== Action item ==
Transcribe each line below without altering anything.

== Record excerpts ==
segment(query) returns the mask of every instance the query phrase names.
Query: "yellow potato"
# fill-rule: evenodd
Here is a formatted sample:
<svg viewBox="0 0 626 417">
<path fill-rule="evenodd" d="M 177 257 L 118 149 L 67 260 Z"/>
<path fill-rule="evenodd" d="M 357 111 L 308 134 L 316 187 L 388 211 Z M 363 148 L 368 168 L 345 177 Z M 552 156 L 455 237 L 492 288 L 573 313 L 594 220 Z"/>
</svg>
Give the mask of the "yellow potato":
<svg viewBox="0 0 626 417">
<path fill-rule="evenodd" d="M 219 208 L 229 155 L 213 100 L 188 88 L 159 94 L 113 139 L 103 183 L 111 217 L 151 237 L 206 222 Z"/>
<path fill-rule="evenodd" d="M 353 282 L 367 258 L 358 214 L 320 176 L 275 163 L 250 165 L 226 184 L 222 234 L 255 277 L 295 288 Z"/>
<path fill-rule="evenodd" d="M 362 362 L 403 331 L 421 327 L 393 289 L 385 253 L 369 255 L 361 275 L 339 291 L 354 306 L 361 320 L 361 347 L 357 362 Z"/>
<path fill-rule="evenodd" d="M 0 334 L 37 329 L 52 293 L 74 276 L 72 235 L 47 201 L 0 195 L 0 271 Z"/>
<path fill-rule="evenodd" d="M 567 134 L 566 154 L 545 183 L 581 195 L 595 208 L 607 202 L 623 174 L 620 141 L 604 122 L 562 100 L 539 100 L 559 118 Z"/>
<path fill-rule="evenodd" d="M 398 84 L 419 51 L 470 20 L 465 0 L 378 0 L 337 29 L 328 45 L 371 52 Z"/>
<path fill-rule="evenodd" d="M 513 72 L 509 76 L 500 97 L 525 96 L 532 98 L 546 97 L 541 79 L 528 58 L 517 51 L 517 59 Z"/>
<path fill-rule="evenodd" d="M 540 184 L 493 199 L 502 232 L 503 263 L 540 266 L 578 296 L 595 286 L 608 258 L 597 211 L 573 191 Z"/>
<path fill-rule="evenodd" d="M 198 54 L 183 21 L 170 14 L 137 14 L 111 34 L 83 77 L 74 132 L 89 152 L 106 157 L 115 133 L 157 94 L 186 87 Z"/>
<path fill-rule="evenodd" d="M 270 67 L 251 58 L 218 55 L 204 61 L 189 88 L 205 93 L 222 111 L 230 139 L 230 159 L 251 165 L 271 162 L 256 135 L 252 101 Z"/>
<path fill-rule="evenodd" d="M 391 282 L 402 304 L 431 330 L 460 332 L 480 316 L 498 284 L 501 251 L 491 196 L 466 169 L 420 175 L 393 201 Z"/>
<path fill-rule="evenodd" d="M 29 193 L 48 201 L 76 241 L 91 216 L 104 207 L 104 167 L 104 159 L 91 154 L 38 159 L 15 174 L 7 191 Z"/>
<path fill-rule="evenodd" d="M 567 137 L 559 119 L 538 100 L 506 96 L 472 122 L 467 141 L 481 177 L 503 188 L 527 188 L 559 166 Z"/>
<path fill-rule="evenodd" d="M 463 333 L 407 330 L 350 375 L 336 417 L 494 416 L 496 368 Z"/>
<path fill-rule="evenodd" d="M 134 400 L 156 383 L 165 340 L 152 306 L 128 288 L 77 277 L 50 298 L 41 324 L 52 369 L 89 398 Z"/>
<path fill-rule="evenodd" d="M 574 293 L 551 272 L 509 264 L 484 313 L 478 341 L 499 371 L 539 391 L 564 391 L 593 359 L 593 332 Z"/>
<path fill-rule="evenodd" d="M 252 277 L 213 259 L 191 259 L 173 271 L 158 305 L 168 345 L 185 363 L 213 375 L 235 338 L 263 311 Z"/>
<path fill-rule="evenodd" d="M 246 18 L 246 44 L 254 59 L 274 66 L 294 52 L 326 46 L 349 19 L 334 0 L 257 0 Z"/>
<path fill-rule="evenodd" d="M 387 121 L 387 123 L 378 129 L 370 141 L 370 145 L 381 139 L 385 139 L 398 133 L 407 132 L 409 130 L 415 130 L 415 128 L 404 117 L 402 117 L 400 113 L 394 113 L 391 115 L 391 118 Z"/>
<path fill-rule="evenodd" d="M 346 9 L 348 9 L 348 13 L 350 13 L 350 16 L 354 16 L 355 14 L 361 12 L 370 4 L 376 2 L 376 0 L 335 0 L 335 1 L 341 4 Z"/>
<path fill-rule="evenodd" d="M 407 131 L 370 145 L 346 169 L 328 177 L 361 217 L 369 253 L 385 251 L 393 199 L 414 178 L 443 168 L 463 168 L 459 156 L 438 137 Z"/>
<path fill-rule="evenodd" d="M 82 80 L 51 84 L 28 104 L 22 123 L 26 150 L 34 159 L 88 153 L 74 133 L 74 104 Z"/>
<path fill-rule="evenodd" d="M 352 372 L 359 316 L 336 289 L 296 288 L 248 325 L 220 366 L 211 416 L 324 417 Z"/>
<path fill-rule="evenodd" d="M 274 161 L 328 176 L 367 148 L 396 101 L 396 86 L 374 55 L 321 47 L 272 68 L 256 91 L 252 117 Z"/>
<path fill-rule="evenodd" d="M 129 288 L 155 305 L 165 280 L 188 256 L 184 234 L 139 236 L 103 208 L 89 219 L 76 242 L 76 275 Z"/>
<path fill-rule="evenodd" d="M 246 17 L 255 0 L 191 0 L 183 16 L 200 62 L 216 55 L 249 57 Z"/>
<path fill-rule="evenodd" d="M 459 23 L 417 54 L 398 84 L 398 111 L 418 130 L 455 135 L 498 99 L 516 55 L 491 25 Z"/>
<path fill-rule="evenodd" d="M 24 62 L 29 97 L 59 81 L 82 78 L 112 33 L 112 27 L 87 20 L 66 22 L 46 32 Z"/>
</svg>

== Task result ==
segment(query) returns the mask of every instance the query phrase names.
Query: "yellow potato"
# fill-rule: evenodd
Here is a formatted sample:
<svg viewBox="0 0 626 417">
<path fill-rule="evenodd" d="M 177 257 L 118 149 L 67 260 Z"/>
<path fill-rule="evenodd" d="M 357 111 L 308 134 L 316 187 L 388 211 Z M 363 148 L 368 168 L 345 177 Z M 552 156 L 455 237 L 492 288 L 573 313 L 594 220 Z"/>
</svg>
Give the mask of the "yellow potato":
<svg viewBox="0 0 626 417">
<path fill-rule="evenodd" d="M 219 208 L 229 155 L 213 100 L 188 88 L 159 94 L 113 139 L 103 183 L 111 217 L 151 237 L 206 222 Z"/>
<path fill-rule="evenodd" d="M 353 282 L 367 258 L 358 214 L 320 176 L 275 163 L 250 165 L 226 184 L 222 234 L 255 277 L 295 288 Z"/>
<path fill-rule="evenodd" d="M 362 362 L 403 331 L 421 327 L 393 289 L 385 253 L 369 255 L 361 275 L 339 291 L 354 306 L 361 320 L 361 347 L 357 362 Z"/>
<path fill-rule="evenodd" d="M 0 334 L 37 329 L 52 293 L 74 276 L 72 235 L 47 201 L 0 195 L 0 271 Z"/>
<path fill-rule="evenodd" d="M 567 134 L 566 154 L 545 183 L 581 195 L 595 208 L 607 202 L 623 174 L 620 141 L 604 122 L 562 100 L 539 100 L 559 118 Z"/>
<path fill-rule="evenodd" d="M 398 84 L 419 51 L 470 20 L 465 0 L 378 0 L 337 29 L 328 45 L 371 52 Z"/>
<path fill-rule="evenodd" d="M 513 72 L 509 76 L 500 97 L 525 96 L 532 98 L 546 97 L 541 79 L 528 58 L 517 51 L 517 59 Z"/>
<path fill-rule="evenodd" d="M 540 184 L 493 199 L 502 232 L 503 263 L 540 266 L 578 296 L 595 286 L 608 258 L 597 211 L 573 191 Z"/>
<path fill-rule="evenodd" d="M 198 54 L 183 21 L 170 14 L 137 14 L 111 34 L 83 77 L 74 132 L 89 152 L 106 157 L 115 133 L 157 94 L 186 87 Z"/>
<path fill-rule="evenodd" d="M 270 67 L 251 58 L 218 55 L 204 61 L 189 88 L 205 93 L 222 111 L 230 139 L 230 159 L 251 165 L 271 162 L 256 135 L 252 101 Z"/>
<path fill-rule="evenodd" d="M 391 282 L 402 304 L 431 330 L 460 332 L 480 316 L 498 284 L 501 251 L 491 196 L 466 169 L 420 175 L 393 201 Z"/>
<path fill-rule="evenodd" d="M 29 193 L 48 201 L 76 241 L 91 216 L 104 207 L 104 167 L 104 159 L 91 154 L 38 159 L 15 174 L 7 191 Z"/>
<path fill-rule="evenodd" d="M 567 137 L 559 119 L 538 100 L 506 96 L 472 122 L 467 141 L 481 177 L 503 188 L 527 188 L 559 166 Z"/>
<path fill-rule="evenodd" d="M 463 333 L 407 330 L 350 375 L 336 417 L 494 416 L 496 368 Z"/>
<path fill-rule="evenodd" d="M 134 400 L 156 383 L 165 340 L 152 306 L 128 288 L 77 277 L 50 298 L 41 324 L 52 369 L 89 398 Z"/>
<path fill-rule="evenodd" d="M 574 293 L 551 272 L 509 264 L 484 313 L 478 341 L 499 371 L 539 391 L 564 391 L 593 359 L 593 332 Z"/>
<path fill-rule="evenodd" d="M 252 277 L 213 259 L 191 259 L 173 271 L 158 305 L 168 345 L 185 363 L 213 375 L 235 338 L 263 311 Z"/>
<path fill-rule="evenodd" d="M 246 18 L 246 44 L 254 59 L 274 66 L 294 52 L 326 46 L 349 19 L 334 0 L 257 0 Z"/>
<path fill-rule="evenodd" d="M 387 121 L 387 123 L 378 129 L 370 141 L 370 145 L 381 139 L 385 139 L 398 133 L 407 132 L 409 130 L 415 130 L 415 128 L 404 117 L 402 117 L 400 113 L 394 113 L 391 115 L 391 118 Z"/>
<path fill-rule="evenodd" d="M 346 9 L 348 9 L 348 13 L 350 13 L 350 16 L 354 16 L 355 14 L 361 12 L 370 4 L 376 2 L 376 0 L 335 0 L 335 1 L 341 4 Z"/>
<path fill-rule="evenodd" d="M 407 131 L 370 145 L 346 169 L 328 177 L 361 217 L 369 253 L 385 251 L 393 199 L 414 178 L 443 168 L 463 168 L 459 156 L 438 137 Z"/>
<path fill-rule="evenodd" d="M 82 80 L 51 84 L 28 104 L 22 123 L 26 150 L 34 159 L 88 153 L 74 133 L 74 104 Z"/>
<path fill-rule="evenodd" d="M 352 372 L 359 316 L 336 289 L 296 288 L 248 325 L 220 366 L 211 416 L 324 417 Z"/>
<path fill-rule="evenodd" d="M 274 161 L 328 176 L 367 148 L 396 101 L 396 86 L 374 55 L 321 47 L 272 68 L 256 91 L 252 117 Z"/>
<path fill-rule="evenodd" d="M 129 288 L 155 305 L 165 280 L 188 256 L 184 234 L 139 236 L 103 208 L 89 219 L 76 242 L 76 275 Z"/>
<path fill-rule="evenodd" d="M 246 17 L 255 0 L 191 0 L 183 16 L 200 62 L 216 55 L 249 57 Z"/>
<path fill-rule="evenodd" d="M 459 23 L 417 54 L 398 84 L 398 111 L 418 130 L 455 135 L 498 99 L 516 55 L 491 25 Z"/>
<path fill-rule="evenodd" d="M 24 62 L 29 97 L 59 81 L 82 78 L 112 33 L 112 27 L 87 20 L 66 22 L 46 32 Z"/>
</svg>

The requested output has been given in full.